(Document section Opens)

Human Rights

Egypt to fly 7 citizens home from Syrian camps



Workers distribute iftar meals to impoverished families, who fled their homes in the former opposition enclave of Eastern Ghouta, at a school in Idlib on May 19th. [Omar Haj Kadour/AFP]

The Egyptian foreign ministry on Saturday (May 26th) announced that its embassy in Syria had been able to get seven Egyptian citizens out of shelters in areas now controlled by the Syrian regime.

The embassy said it had co-operated with the Syrian authorities to secure their release from the camps where thousands of civilians fleeing the former opposition enclave of Eastern Ghouta outside Damascus are now staying.

One Egyptian citizen was able to leave one of the shelters on Saturday, while another Egyptian, his mother, his sister, and his Syrian wife and children were able to leave another shelter the same day.

The ministry said preparations were under way to fly them home.

The embassy was able to rescue another Egyptian family "from the area of military operations in Ghouta a few weeks ago", the ministry said.

The seven Egyptian citizens were taken on Sunday from the camps to the Egyptian embassy in Damascus, Egypt's Ahram Online reported.

Egyptian officials in Damascus are taking all necessary measures to help all Egyptian citizens return safely to Egypt, according to the charge d'affaires of the Egyptian embassy in Damascus, Mohamed Tharwat Salim.

Exodus from Eastern Ghouta

The Syrian regime used military pressure and population transfers to flush fighters and civilians out of territory around Damascus, notably Eastern Ghouta.

The assault on Eastern Ghouta has sparked a mass exodus from the shrinking opposition enclave, with 50,000 people reaching shelters in regime-controlled areas in the past week, according to the UN.

The UN humanitarian co-ordinator in Syria in March condemned the "tragic" living conditions of the displaced massed in the makeshift shelters.

Prior to the assault, Eastern Ghouta's 400,000 residents had suffered five years of crippling regime siege that made food and medicine nearly impossible to access or afford.

(Document section Closes)
(Given data Opens)

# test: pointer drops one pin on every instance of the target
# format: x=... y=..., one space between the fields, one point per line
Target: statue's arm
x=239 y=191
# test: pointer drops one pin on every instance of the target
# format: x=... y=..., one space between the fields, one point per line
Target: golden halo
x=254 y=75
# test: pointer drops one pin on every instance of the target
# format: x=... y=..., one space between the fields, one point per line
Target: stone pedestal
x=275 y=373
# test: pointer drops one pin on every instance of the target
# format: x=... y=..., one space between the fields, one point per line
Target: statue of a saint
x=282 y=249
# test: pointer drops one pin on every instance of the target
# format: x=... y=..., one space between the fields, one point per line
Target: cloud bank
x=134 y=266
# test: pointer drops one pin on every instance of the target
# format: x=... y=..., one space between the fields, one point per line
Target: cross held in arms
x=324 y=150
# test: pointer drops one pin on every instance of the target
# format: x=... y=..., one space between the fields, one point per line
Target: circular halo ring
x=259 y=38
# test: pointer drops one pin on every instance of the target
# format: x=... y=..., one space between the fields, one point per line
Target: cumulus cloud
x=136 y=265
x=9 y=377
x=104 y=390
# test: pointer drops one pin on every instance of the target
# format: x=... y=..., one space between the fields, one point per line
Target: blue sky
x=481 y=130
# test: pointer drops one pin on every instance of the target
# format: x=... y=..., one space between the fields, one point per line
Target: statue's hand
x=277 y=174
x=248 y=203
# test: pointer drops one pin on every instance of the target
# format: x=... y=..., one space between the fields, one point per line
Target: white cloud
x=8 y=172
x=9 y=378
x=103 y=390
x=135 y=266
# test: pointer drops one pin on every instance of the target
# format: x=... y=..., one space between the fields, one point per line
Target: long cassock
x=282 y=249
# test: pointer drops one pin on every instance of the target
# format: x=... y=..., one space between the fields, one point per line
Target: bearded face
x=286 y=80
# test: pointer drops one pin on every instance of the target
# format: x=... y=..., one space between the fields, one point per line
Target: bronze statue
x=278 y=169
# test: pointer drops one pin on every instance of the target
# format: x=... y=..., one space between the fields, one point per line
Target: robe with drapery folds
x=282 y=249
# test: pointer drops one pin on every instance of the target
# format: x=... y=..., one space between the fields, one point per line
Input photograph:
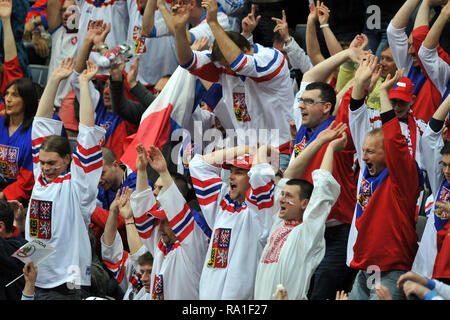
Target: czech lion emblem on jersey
x=365 y=194
x=41 y=219
x=220 y=247
x=158 y=288
x=240 y=108
x=299 y=147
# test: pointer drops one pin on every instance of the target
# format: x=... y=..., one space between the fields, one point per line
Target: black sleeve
x=128 y=110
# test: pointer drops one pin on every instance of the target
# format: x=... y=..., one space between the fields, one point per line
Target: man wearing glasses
x=313 y=110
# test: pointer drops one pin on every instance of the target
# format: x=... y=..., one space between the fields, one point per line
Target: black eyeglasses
x=444 y=164
x=310 y=102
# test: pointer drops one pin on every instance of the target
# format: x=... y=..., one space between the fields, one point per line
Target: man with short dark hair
x=10 y=241
x=432 y=258
x=297 y=244
x=239 y=214
x=315 y=107
x=256 y=85
x=389 y=184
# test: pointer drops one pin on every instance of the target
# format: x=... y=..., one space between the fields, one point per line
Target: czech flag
x=172 y=109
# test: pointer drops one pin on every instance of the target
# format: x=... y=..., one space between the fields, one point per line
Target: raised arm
x=387 y=84
x=299 y=165
x=180 y=16
x=312 y=43
x=46 y=103
x=110 y=230
x=95 y=35
x=53 y=14
x=9 y=44
x=401 y=18
x=133 y=238
x=335 y=145
x=432 y=39
x=228 y=48
x=148 y=18
x=322 y=71
x=86 y=107
x=142 y=160
x=363 y=76
x=441 y=113
x=158 y=163
x=250 y=22
x=332 y=43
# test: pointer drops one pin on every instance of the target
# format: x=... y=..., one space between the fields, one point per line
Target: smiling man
x=297 y=243
x=389 y=185
x=239 y=215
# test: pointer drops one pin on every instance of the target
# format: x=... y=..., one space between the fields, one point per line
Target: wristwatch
x=103 y=46
x=33 y=21
x=288 y=40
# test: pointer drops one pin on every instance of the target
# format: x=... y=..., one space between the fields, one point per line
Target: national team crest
x=41 y=219
x=444 y=196
x=299 y=147
x=158 y=287
x=240 y=107
x=220 y=248
x=365 y=193
x=139 y=41
x=8 y=161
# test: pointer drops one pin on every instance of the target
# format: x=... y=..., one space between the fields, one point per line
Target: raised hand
x=5 y=9
x=114 y=206
x=89 y=72
x=211 y=10
x=360 y=41
x=142 y=158
x=180 y=15
x=313 y=15
x=64 y=69
x=282 y=26
x=157 y=161
x=390 y=82
x=365 y=71
x=116 y=71
x=332 y=132
x=124 y=204
x=249 y=22
x=323 y=13
x=199 y=43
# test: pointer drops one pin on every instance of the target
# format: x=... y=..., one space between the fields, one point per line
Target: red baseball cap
x=243 y=161
x=403 y=90
x=158 y=213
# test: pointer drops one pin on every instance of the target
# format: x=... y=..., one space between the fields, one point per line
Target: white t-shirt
x=176 y=268
x=158 y=55
x=295 y=249
x=109 y=11
x=239 y=231
x=64 y=45
x=257 y=94
x=59 y=212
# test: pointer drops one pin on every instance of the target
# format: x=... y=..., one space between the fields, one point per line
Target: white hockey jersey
x=239 y=231
x=176 y=268
x=295 y=248
x=158 y=55
x=59 y=212
x=257 y=94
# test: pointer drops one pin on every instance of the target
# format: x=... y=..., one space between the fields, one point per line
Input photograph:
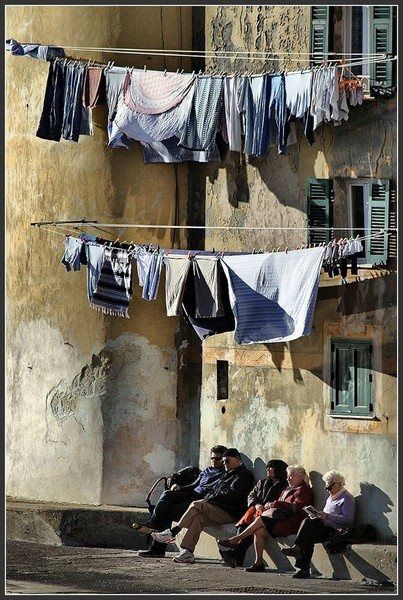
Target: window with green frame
x=351 y=378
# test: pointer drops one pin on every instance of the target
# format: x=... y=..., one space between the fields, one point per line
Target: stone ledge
x=75 y=525
x=377 y=561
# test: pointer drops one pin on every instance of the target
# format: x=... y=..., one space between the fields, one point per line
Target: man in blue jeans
x=174 y=502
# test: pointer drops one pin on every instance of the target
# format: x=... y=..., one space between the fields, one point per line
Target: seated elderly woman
x=265 y=491
x=338 y=513
x=280 y=518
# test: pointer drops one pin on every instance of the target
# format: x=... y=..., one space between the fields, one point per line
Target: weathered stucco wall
x=92 y=400
x=279 y=393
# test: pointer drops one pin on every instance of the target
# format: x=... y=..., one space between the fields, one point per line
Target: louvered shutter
x=342 y=379
x=378 y=219
x=319 y=209
x=381 y=41
x=362 y=378
x=320 y=33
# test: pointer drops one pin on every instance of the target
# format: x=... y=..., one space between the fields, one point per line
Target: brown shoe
x=293 y=551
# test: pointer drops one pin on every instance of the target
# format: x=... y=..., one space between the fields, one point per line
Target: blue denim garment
x=33 y=50
x=202 y=122
x=152 y=277
x=73 y=102
x=95 y=258
x=253 y=106
x=277 y=110
x=51 y=122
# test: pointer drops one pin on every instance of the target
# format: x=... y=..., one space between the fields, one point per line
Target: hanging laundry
x=149 y=128
x=153 y=92
x=76 y=118
x=201 y=122
x=114 y=78
x=33 y=50
x=254 y=108
x=72 y=253
x=273 y=295
x=51 y=121
x=206 y=327
x=113 y=288
x=232 y=88
x=95 y=258
x=94 y=87
x=279 y=128
x=177 y=268
x=298 y=92
x=206 y=272
x=153 y=276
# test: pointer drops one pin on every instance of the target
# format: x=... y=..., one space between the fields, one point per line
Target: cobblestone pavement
x=36 y=568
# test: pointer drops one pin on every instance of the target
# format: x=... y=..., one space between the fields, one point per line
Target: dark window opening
x=357 y=195
x=222 y=380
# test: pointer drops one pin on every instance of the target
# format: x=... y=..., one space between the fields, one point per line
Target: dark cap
x=232 y=452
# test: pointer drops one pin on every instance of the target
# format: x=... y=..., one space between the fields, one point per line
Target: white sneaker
x=185 y=556
x=165 y=537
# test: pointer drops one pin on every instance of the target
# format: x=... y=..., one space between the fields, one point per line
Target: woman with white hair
x=282 y=517
x=338 y=513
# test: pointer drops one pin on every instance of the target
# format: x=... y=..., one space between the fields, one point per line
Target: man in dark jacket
x=224 y=504
x=266 y=490
x=174 y=502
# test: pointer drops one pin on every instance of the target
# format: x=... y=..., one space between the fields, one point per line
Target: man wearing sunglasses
x=174 y=502
x=224 y=504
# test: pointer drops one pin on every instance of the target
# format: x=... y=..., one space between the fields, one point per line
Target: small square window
x=222 y=380
x=351 y=378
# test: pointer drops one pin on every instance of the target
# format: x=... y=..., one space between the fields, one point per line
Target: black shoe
x=147 y=527
x=256 y=568
x=301 y=574
x=150 y=554
x=229 y=560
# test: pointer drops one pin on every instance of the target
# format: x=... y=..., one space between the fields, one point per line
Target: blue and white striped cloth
x=273 y=295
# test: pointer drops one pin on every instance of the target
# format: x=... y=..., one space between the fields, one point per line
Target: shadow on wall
x=372 y=506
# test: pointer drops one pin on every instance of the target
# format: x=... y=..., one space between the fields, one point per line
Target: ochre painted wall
x=91 y=413
x=279 y=393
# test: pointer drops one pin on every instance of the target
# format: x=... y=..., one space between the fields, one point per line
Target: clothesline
x=234 y=53
x=221 y=227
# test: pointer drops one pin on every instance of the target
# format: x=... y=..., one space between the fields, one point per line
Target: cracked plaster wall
x=91 y=409
x=279 y=393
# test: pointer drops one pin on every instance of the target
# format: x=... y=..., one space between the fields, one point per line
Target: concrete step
x=373 y=562
x=75 y=525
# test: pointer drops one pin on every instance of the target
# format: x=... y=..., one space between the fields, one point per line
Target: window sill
x=355 y=417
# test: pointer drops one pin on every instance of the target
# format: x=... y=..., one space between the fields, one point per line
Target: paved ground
x=36 y=568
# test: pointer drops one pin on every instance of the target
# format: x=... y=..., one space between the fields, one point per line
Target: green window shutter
x=362 y=378
x=342 y=379
x=381 y=40
x=320 y=33
x=319 y=209
x=378 y=219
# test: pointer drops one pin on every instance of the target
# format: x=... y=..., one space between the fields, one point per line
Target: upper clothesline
x=264 y=297
x=180 y=117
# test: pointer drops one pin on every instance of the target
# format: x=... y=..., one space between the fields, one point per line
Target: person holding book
x=338 y=514
x=265 y=491
x=280 y=518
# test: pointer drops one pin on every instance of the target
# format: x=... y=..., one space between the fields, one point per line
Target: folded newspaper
x=312 y=512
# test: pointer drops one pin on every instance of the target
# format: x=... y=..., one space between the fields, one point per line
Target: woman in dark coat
x=281 y=518
x=265 y=491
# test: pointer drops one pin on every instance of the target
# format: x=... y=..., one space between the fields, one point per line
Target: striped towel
x=114 y=288
x=273 y=295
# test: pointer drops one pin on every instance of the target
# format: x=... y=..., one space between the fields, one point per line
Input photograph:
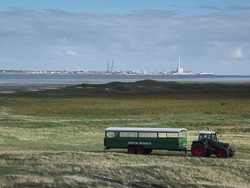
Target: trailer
x=145 y=140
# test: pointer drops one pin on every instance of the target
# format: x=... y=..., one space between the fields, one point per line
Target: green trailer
x=145 y=140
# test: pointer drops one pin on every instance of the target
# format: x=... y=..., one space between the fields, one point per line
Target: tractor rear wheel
x=140 y=150
x=198 y=150
x=222 y=153
x=131 y=149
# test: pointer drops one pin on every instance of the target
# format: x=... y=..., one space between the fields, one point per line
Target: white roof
x=206 y=132
x=133 y=129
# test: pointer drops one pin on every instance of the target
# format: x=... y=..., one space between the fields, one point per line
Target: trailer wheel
x=222 y=153
x=198 y=150
x=140 y=150
x=131 y=149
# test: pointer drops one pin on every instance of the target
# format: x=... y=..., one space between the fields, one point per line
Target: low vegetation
x=55 y=138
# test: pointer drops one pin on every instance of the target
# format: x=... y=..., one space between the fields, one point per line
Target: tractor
x=209 y=144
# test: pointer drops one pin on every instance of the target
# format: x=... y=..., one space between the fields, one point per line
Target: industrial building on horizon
x=110 y=70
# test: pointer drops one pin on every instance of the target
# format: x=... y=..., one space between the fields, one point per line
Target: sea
x=31 y=82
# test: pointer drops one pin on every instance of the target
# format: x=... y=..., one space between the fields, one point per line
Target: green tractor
x=208 y=144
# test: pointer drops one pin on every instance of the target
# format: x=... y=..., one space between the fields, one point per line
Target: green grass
x=55 y=138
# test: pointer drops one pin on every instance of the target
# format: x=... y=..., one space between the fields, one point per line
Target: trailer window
x=162 y=135
x=172 y=135
x=110 y=134
x=182 y=135
x=148 y=135
x=128 y=134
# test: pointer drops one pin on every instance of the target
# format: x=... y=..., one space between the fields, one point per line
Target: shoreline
x=13 y=87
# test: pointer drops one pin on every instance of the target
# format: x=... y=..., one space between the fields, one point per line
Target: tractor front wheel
x=222 y=153
x=198 y=150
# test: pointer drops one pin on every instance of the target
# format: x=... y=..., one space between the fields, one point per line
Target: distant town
x=110 y=70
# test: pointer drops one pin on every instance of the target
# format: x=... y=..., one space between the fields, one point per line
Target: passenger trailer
x=145 y=140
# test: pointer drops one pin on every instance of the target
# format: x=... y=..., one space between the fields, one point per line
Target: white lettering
x=139 y=143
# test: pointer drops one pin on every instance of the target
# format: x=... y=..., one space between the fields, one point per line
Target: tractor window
x=204 y=136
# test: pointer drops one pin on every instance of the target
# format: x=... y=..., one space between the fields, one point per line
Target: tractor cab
x=207 y=135
x=208 y=144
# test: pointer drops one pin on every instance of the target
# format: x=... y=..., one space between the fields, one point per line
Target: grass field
x=55 y=138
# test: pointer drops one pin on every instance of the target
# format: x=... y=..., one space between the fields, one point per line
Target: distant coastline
x=14 y=82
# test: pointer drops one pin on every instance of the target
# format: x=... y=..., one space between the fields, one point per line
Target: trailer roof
x=133 y=129
x=206 y=132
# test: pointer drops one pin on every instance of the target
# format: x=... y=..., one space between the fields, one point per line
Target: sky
x=209 y=35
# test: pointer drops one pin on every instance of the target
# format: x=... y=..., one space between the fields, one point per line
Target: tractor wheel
x=140 y=150
x=209 y=152
x=131 y=149
x=222 y=153
x=231 y=152
x=148 y=151
x=198 y=150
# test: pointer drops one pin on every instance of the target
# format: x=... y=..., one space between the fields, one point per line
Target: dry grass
x=55 y=141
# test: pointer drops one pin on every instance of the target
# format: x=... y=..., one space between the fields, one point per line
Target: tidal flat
x=54 y=138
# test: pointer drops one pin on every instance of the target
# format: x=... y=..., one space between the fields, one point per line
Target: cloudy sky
x=210 y=35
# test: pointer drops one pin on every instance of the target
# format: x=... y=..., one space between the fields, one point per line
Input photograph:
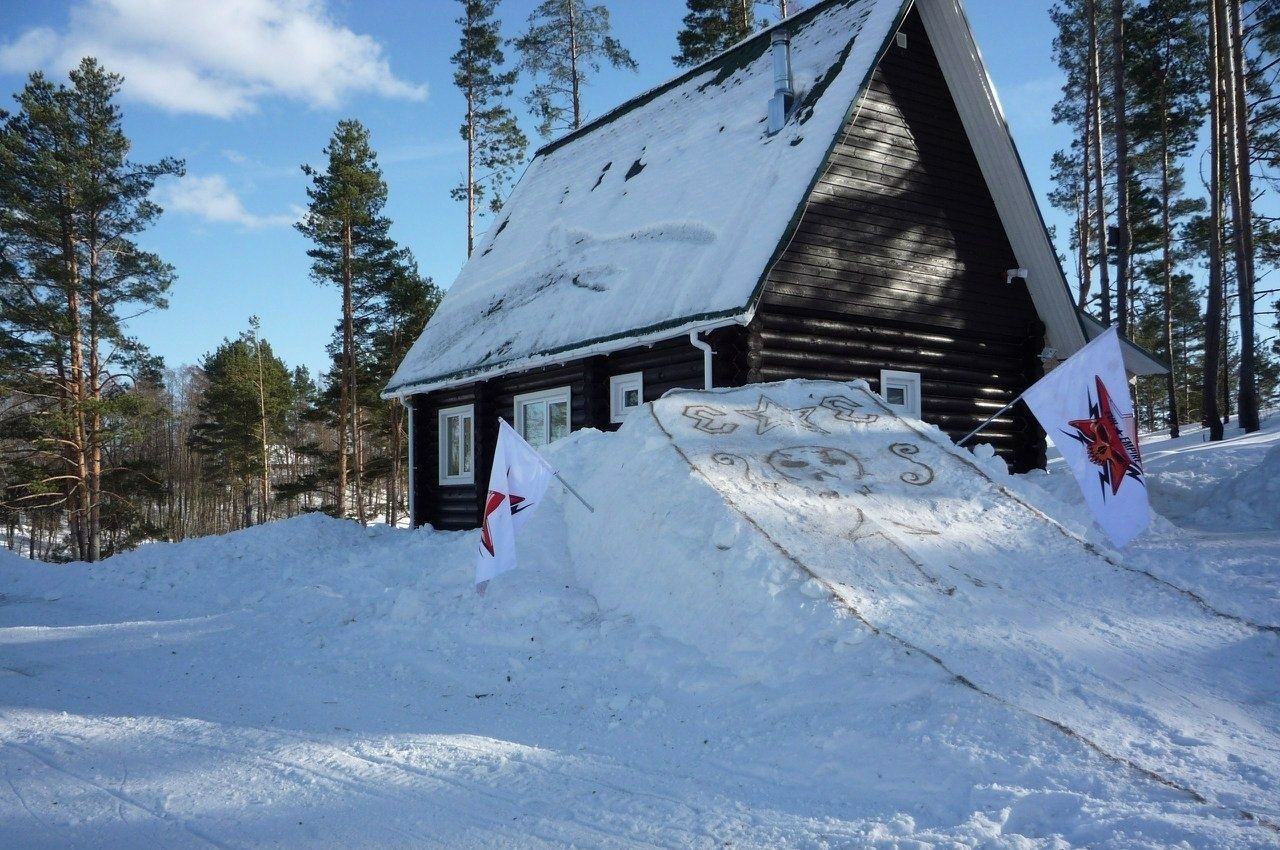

(Given data Closes)

What you need to do:
**A.** According to the article on Egyptians leaving the Syrian camps, how many residents did Eastern Ghouta have before the assault?
**B.** Please return the part of the article on Egyptians leaving the Syrian camps from "Workers distribute iftar" to "the same day.".

Exercise results:
**A.** 400,000

**B.**
Workers distribute iftar meals to impoverished families, who fled their homes in the former opposition enclave of Eastern Ghouta, at a school in Idlib on May 19th. [Omar Haj Kadour/AFP]

The Egyptian foreign ministry on Saturday (May 26th) announced that its embassy in Syria had been able to get seven Egyptian citizens out of shelters in areas now controlled by the Syrian regime.

The embassy said it had co-operated with the Syrian authorities to secure their release from the camps where thousands of civilians fleeing the former opposition enclave of Eastern Ghouta outside Damascus are now staying.

One Egyptian citizen was able to leave one of the shelters on Saturday, while another Egyptian, his mother, his sister, and his Syrian wife and children were able to leave another shelter the same day.